> **Предложенный текст**:
Но, будучи, таким образом, совершенно своеобразной и независимой деятельностью, выражение, или интуиция, есть все же известный род познания. "Выражение, – говорит Кроче, – есть истина" (32, 112).

Провозгласив, что интуиция не в меньшей мере, чем интеллект, есть деятельность познания, и отождествив ее с выражением, Кроче встретился с серьезнейшим затруднением. Перед лицом этого затруднения он как бы раздваивает свое понятие об интуиции. Пытаясь доказать полную независимость интуиции от интеллекта, Кроче выдвигает на первый план те виды выражения, которые, как, например, интуиция в скульптуре, в живописи, в непрограммной инструментальной музыке, не обязательно связаны со словесным выражением и с понятием. Но, стремясь в то же время доказать, что искусство, будучи деятельностью выражения, есть все же вид познания, а не только наслаждения и что фантазия есть факт прежде всего теоретического порядка, Кроче рассматривает интуицию не как изолированную форму активности духа. Он видит в ней форму познавательного процесса, все же связанную с интеллектуальными формами познания.

Развивая этот взгляд, Кроче отождествляет выражение в искусстве с выражением в языке, а эстетику – с "наукой о выражении", или с "общей лингвистикой". Это отождествление должно, по его замыслу, связать интуицию с интеллектом, поэзию с прозой, искусство с наукой в единый мир познания. Слово языка есть, по Кроче, одновременно и выражение и понятие, факт интуитивный и факт логический, явление искусства и средство, или инструмент, науки.

Однако, будучи вынужден признать связь между интеллектуальной и интуитивной формами познания, Кроче все же хочет доказать, что интуиция логически предшествует понятию. Понятие – такова мысль Кроче – не может не быть выраженным понятием, но выражение может вовсе не быть понятием. Всякое понятие и, следовательно, всякий логический факт предполагает в качестве своего необходимого условия акт выражения, то есть интуицию. В этом смысле интеллектуальное познание всегда зависит от интуитивного. "Мышление без созерцания или фантазии, без выражения или без языка немыслимо" (11, 149). "Без интуиции, – читаем в другом месте, – невозможны понятия, так же как без предмета впечатлений невозможна сама интуиция" (32, 26). Если понятие, или универсалия, как логический факт уже не является более интуицией, то как слово, как факт языка оно не может не быть интуицией. Даже человек, который мыслит со всем напряжением абстракции, "испытывает, поскольку он мыслит, впечатления и эмоции: его впечатлением и эмоцией является... само усилие мысли", и для того, чтобы получить объективное значение перед лицом духа, это усилие не может не принять интуитивную форму. Говорить не значит еще мыслить логически, но мыслить логически всегда значит говорить" (32, 26-27).

Серия записей
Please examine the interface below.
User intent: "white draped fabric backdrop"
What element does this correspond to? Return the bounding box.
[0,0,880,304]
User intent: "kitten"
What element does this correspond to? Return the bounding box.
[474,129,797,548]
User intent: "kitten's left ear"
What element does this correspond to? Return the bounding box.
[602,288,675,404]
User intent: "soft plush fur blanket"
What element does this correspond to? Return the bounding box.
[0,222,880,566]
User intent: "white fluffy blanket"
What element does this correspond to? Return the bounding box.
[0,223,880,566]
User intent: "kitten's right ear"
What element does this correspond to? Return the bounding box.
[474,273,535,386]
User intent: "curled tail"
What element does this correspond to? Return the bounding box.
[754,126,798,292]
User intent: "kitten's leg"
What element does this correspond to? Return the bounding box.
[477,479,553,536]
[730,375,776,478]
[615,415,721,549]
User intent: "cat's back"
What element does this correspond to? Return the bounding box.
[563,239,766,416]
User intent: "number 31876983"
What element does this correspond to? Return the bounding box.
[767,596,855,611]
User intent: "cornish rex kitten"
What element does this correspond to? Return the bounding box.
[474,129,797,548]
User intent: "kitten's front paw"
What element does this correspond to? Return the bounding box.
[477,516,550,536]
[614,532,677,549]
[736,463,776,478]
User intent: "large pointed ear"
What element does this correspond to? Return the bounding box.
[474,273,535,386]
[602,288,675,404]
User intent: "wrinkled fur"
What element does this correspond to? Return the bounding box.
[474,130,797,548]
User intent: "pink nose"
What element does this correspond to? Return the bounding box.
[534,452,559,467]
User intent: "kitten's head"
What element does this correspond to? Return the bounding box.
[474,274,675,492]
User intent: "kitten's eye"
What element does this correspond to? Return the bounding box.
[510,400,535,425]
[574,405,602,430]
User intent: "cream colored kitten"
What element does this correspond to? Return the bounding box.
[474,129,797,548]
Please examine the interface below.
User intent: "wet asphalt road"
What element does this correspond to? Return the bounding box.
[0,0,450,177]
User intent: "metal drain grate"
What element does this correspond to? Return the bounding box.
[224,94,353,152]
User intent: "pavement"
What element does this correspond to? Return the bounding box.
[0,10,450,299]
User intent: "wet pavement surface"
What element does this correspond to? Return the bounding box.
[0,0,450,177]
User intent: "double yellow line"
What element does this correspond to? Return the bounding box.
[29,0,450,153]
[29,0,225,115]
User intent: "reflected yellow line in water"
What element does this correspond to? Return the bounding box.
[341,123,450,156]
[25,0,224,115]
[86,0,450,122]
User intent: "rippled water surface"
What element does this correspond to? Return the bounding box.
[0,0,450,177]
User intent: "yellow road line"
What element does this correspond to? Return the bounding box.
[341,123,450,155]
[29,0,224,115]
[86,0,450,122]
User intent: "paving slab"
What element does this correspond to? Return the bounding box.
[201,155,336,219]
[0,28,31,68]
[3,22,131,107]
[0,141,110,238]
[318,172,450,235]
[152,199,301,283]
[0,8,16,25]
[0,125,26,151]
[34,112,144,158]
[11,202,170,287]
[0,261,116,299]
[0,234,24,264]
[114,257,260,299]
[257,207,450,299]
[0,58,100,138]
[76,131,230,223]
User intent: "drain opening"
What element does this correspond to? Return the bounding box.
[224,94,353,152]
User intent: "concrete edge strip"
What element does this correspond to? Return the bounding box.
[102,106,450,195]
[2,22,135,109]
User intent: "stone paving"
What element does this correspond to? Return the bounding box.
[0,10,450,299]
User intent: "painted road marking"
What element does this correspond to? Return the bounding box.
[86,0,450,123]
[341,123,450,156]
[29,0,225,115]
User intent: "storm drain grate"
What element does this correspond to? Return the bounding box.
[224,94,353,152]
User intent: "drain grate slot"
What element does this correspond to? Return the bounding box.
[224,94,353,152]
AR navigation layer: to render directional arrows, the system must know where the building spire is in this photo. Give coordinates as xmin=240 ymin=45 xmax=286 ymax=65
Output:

> **Что нужно сделать**:
(a) Перепишите из текста об эстетике Кроче фрагмент, начиная со слов «Развивая этот взгляд, Кроче» и заканчивая словами «или инструмент, науки.».
(b) Ответьте на вопросы по тексту об эстетике Кроче:
(i) С чем Кроче отождествляет эстетику?
(ii) Какие виды выражения Кроче выдвигает на первый план, доказывая полную независимость интуиции от интеллекта?
(iii) Что, по мысли Кроче, логически предшествует понятию?

> **Ответы к заданиям**:
(a)
Развивая этот взгляд, Кроче отождествляет выражение в искусстве с выражением в языке, а эстетику – с "наукой о выражении", или с "общей лингвистикой". Это отождествление должно, по его замыслу, связать интуицию с интеллектом, поэзию с прозой, искусство с наукой в единый мир познания. Слово языка есть, по Кроче, одновременно и выражение и понятие, факт интуитивный и факт логический, явление искусства и средство, или инструмент, науки.

(b)
(i) С «наукой о выражении», или с «общей лингвистикой».
(ii) Интуицию в скульптуре, в живописи, в непрограммной инструментальной музыке.
(iii) Интуиция.